Instruction
The output should consist solely of the line containing "Give the innermost point of each instance of the running" and the lines that follow it through the end of the data below.

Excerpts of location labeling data
*****

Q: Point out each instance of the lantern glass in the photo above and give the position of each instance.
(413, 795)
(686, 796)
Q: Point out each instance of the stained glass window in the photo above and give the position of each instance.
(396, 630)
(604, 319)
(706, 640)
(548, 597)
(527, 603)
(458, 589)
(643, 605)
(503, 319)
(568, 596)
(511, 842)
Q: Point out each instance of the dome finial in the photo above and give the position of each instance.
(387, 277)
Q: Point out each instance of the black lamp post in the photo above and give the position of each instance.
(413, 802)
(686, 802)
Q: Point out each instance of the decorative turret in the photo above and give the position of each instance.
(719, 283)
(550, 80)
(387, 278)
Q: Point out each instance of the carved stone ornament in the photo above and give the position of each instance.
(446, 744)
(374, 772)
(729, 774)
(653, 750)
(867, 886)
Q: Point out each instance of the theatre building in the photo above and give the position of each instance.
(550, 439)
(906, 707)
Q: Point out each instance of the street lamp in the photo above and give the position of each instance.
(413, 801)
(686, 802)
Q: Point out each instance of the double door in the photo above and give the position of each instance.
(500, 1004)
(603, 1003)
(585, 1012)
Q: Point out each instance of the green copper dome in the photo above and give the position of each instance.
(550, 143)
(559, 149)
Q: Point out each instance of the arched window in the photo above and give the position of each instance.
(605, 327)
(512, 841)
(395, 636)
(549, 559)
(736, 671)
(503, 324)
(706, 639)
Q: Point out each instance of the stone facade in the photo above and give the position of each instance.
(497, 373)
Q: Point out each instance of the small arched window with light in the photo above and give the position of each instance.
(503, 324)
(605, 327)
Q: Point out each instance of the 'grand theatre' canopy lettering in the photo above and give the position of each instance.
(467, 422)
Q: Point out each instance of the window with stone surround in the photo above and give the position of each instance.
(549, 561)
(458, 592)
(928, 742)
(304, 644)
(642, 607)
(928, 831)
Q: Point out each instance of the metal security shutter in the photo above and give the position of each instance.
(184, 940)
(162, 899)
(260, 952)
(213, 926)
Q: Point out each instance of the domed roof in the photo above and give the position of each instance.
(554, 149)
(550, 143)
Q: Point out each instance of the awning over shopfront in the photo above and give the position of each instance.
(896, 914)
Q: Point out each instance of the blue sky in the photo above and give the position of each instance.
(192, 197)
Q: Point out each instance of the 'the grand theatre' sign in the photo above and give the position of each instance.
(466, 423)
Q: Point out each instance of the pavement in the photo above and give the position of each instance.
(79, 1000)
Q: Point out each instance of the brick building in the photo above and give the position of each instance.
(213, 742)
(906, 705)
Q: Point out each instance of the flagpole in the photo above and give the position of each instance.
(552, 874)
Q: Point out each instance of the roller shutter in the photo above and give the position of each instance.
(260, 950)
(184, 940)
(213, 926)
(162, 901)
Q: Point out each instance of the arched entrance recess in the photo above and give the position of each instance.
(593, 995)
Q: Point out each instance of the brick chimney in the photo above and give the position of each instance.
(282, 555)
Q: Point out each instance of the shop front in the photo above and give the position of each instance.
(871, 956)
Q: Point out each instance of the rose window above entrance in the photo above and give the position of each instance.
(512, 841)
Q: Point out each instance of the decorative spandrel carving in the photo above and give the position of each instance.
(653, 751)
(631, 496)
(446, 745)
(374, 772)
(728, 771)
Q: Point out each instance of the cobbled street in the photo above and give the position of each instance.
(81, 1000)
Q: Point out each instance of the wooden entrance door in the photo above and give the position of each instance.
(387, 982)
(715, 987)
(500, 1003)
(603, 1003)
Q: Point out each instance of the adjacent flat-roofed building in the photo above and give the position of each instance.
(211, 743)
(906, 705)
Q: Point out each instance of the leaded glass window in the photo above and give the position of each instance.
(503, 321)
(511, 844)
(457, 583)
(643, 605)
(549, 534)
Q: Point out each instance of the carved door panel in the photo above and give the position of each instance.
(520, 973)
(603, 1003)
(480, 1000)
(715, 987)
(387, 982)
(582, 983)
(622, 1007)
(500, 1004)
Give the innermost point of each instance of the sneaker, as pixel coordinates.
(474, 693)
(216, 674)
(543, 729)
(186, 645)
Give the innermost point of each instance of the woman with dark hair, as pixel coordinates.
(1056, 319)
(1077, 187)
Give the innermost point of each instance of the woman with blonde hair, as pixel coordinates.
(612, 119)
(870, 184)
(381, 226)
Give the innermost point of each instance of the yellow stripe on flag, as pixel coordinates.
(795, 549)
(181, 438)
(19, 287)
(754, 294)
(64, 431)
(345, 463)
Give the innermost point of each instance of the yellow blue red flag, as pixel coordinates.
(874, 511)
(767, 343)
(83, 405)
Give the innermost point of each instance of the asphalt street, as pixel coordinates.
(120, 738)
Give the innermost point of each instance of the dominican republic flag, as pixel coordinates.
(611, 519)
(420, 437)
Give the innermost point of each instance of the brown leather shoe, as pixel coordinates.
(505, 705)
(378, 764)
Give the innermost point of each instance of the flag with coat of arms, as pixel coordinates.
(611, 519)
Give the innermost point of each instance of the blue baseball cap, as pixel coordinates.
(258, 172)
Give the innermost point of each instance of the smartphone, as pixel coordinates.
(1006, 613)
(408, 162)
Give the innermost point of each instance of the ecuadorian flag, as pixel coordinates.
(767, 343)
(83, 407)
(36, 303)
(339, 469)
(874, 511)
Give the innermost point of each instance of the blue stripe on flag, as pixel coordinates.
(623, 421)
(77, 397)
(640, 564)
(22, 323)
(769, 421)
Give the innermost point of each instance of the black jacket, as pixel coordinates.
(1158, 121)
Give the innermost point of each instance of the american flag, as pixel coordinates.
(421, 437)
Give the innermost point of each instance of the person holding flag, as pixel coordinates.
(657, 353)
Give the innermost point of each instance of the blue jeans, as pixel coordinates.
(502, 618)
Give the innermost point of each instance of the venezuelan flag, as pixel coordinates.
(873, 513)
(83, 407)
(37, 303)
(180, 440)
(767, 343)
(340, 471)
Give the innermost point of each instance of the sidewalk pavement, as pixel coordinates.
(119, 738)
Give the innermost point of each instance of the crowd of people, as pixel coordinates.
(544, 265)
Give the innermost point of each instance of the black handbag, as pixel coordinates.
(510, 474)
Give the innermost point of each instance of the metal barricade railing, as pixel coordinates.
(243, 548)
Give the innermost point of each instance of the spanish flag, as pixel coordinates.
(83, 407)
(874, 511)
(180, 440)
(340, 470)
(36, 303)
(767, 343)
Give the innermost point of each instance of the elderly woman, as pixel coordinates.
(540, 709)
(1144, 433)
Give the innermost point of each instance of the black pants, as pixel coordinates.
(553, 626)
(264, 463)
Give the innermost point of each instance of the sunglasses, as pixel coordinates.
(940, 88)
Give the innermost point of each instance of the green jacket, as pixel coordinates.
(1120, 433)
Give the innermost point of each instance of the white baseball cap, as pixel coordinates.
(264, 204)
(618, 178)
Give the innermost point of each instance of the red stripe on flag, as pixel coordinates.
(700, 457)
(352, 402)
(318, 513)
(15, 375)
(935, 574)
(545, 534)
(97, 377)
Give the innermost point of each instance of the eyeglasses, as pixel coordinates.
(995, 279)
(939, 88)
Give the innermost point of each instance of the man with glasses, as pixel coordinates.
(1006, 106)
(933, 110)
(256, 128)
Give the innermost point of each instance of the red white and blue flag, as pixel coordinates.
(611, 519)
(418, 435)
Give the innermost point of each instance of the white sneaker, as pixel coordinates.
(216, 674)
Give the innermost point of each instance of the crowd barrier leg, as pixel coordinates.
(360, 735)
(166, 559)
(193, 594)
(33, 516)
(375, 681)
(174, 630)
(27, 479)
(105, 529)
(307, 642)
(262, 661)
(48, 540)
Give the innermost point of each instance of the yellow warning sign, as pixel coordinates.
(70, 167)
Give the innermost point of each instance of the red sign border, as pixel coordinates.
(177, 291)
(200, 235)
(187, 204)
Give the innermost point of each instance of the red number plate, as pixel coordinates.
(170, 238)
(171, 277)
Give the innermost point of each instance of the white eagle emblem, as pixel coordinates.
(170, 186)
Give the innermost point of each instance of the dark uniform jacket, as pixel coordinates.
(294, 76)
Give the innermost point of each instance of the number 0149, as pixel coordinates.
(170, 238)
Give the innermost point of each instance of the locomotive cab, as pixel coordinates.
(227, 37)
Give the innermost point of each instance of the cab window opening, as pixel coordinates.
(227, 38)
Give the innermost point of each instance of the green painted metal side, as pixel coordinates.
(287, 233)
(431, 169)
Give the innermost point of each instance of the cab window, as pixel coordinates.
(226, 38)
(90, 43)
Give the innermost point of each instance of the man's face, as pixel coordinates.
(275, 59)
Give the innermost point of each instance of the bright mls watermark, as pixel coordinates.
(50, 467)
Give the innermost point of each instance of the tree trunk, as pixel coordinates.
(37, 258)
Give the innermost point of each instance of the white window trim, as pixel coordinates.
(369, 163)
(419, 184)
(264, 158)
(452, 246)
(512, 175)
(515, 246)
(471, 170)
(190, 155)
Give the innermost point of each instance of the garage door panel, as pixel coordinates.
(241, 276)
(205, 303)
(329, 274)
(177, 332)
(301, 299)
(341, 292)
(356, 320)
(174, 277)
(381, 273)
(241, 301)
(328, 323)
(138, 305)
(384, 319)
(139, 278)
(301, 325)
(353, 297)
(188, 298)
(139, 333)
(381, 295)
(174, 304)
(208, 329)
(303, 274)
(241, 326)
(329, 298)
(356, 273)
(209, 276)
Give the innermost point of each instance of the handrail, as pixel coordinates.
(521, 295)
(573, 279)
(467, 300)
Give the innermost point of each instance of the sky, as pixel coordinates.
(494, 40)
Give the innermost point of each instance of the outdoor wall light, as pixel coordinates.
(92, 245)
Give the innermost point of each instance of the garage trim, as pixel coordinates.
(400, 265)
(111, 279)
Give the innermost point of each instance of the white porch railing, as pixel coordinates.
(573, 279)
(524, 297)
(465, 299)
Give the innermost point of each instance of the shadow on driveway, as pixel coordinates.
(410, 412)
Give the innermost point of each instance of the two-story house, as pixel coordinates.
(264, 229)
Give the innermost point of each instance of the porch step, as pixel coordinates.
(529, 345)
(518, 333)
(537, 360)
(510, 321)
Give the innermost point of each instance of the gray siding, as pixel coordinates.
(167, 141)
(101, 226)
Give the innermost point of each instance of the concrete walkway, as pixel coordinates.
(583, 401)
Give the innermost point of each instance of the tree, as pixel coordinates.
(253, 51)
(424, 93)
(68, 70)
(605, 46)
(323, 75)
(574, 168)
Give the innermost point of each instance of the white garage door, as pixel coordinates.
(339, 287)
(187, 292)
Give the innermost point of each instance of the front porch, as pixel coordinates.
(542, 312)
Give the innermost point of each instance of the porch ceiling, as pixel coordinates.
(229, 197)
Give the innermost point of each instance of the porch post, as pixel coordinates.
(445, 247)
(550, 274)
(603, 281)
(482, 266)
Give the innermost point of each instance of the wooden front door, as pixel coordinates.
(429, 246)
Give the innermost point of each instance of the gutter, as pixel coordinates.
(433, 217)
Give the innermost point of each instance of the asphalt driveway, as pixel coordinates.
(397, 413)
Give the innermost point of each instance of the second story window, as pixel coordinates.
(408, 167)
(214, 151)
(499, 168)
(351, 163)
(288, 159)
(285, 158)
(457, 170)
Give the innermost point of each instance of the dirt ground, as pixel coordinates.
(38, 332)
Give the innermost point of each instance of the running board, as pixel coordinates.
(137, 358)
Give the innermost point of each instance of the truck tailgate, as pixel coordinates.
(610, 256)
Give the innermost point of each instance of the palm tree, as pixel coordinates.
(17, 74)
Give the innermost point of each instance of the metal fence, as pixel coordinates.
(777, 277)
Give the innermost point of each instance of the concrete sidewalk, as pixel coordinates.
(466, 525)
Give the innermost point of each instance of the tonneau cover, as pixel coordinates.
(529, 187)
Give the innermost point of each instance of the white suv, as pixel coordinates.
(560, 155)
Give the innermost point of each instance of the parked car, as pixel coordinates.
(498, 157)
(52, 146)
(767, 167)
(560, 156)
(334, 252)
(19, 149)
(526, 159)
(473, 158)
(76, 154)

*****

The answer
Give the innermost point of each instance of the running board, as pixel coordinates.
(137, 358)
Give the innermost point of each instance of the truck tailgate, as pixel coordinates.
(610, 256)
Give the innermost point of each instance of the palm tree, as pixel coordinates.
(17, 74)
Give the innermost point of each instance of the metal fence, as pixel coordinates.
(777, 277)
Give the innermost point of each instance of the concrete sidewalk, as pixel coordinates.
(466, 525)
Give the innermost point of each instance of the tonneau cover, as pixel coordinates.
(529, 187)
Give the innermost point of each instance of the white suv, as pixel coordinates.
(560, 155)
Give the innermost point of each instance of the parked car, as pixel coordinates.
(498, 157)
(52, 146)
(767, 167)
(560, 156)
(334, 252)
(19, 149)
(526, 159)
(473, 158)
(76, 154)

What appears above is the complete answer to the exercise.